→ **Records from a collection**:
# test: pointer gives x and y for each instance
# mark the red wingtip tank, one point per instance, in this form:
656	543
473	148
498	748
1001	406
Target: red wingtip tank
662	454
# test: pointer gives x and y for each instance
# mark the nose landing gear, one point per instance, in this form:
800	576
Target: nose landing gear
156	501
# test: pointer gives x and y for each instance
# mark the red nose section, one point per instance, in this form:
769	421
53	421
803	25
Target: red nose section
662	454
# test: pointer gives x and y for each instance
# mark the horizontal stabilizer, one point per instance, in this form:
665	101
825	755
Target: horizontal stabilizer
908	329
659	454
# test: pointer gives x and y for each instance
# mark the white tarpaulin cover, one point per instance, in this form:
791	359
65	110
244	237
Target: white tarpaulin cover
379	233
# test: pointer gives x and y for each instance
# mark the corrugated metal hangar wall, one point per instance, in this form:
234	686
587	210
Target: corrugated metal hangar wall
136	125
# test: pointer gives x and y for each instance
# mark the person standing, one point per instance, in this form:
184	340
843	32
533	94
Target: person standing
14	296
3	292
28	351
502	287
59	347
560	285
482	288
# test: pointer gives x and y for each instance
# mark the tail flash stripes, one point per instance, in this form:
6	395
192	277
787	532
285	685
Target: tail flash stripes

→ **Short task**: Please collect every line of the material above that contains the word "tank".

→ **Task answer**:
# mark the red wingtip tank, one point per instance, in this form:
Target: red wingtip tank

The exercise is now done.